▶ **Exercise prompt**: Please output every record exactly, keeping each line as it is.

▶ **Data for the task**:

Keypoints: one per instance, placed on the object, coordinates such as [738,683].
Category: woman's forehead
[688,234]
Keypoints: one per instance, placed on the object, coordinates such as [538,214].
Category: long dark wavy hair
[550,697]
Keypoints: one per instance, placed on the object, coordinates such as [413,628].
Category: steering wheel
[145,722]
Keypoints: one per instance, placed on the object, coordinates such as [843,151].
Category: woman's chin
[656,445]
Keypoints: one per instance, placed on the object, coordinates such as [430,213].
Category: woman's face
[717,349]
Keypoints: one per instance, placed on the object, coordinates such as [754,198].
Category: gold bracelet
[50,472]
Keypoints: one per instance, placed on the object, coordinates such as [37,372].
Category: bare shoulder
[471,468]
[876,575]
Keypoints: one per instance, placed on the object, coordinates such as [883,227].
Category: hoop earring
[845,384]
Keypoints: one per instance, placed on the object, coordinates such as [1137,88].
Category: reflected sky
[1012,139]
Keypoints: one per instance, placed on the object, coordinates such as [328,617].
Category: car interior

▶ **Response**:
Keypoints: one per instance, placed on the object, coordinates such as [738,683].
Category: woman's forehead
[688,234]
Keypoints: one per instance, placed on the object, coordinates such as [538,214].
Category: long dark wavy hair
[550,697]
Keypoints: one per instance, placed on the object, coordinates such as [413,628].
Category: steering wheel
[145,722]
Keypoints: one per instance, placed on the object, coordinates such as [843,151].
Category: woman's chin
[656,445]
Keypoints: one per instance, placed on the object, coordinates such as [430,213].
Category: woman's face
[717,349]
Keypoints: one per instance, placed on the object, coordinates such as [754,198].
Category: gold bracelet
[50,472]
Keypoints: one per instance, placed on the object, coordinates such as [37,372].
Category: bare shoulder
[471,468]
[876,575]
Keypoints: one per instance, placed on the object, coordinates such as [883,227].
Category: hoop earring
[845,384]
Keypoints: one per instance, placed on the object, coordinates such as [1137,88].
Category: reflected sky
[1012,139]
Keypoints: one per instance, placed on the object, coordinates such as [328,617].
Category: car interior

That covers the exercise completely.